**** EXCERPT PROVIDED

Why Silicon Valley Won’t Solve the World’s Problems

In Geek Heresy, former Microsoft do-gooder Kentaro Toyama reconsiders tech-based social-change initiatives.

Chris Lehmann

A chicken peers at a One Laptop per Child computer in a classroom in Khairat, India. (Pal Pillal / AFP / Getty Images)

Slowly but surely, tech savants are compiling edifying field notes from their encounters with the real world— though the results are still very much a work in progress. That, at any rate, is the conclusion provoked by Kentaro Toyama’s Geek Heresy: Rescuing Social Change from the Cult of Technology, a thoughtful but erratic critique of tech-centric social-change initiatives.

The chief problem with the tech-first approach, Toyama observes, is that it relies on “packaged interventions”—quick fixes that might perform well in middle-class societies with basic income, housing and education supports, but can seem like cruel and perverse afterthoughts in the developing world.

Toyama is a computer scientist who moved to Bangalore, India, in 2004 as part of a Microsoft research group and created a series of nifty tech interventions aimed at stubborn social ills, from video instruction in farming techniques to ever-fancier computer applications for the classroom. In short order, he found that no amount of cool gadgetry could, by itself, ameliorate the damage wrought by poverty in India:

Technology never made up for a lack of good teachers … [and] school budgets didn’t expand no matter how many cost-saving” machines the schools purchased. If anything, these problems were exacerbated by the technology, which brought its own burdens.

The chief problem with the tech-first approach, Toyama observes, is that it relies on packaged interventions” — quick fixes that might perform well in middle-class societies with basic income, housing and education supports, but can seem like cruel and perverse afterthoughts in the developing world.

********

→ WORK TO COMPLETE
1) Answer these questions from the review of Geek Heresy:
(a) In what year did Toyama move to Bangalore?
(b) Where is the classroom in the photo caption located?
(c) What is the full subtitle of Geek Heresy?
2) Return the passage of the review of Geek Heresy from "Technology never made" to "brought its own burdens.", copied word for word.
The entries play no part in this work.

**** ITEMS

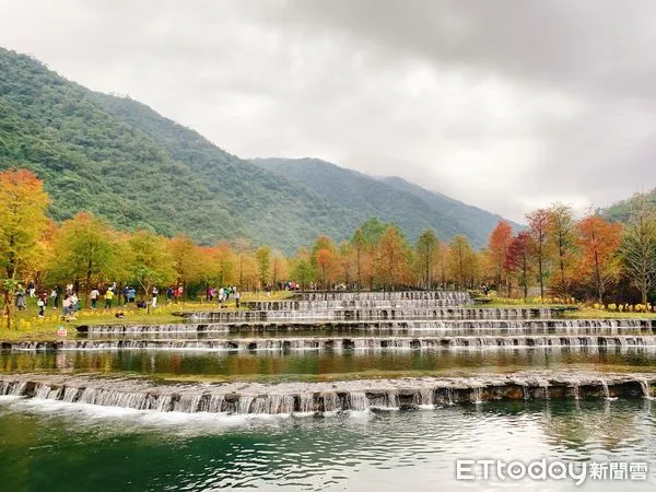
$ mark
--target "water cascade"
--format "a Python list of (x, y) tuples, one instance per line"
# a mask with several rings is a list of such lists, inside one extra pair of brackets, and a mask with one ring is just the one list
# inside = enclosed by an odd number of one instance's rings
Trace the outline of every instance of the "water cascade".
[[(280, 383), (274, 391), (256, 383), (154, 384), (85, 376), (4, 375), (0, 395), (103, 407), (184, 413), (307, 414), (345, 410), (398, 410), (527, 398), (651, 398), (647, 375), (558, 372), (470, 378), (372, 379), (338, 383)], [(613, 397), (611, 397), (613, 395)]]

********

→ RESPONSES PER TASK
1)
(a) 2004
(b) Khairat, India
(c) Rescuing Social Change from the Cult of Technology

2)
Technology never made up for a lack of good teachers … [and] school budgets didn’t expand no matter how many cost-saving” machines the schools purchased. If anything, these problems were exacerbated by the technology, which brought its own burdens.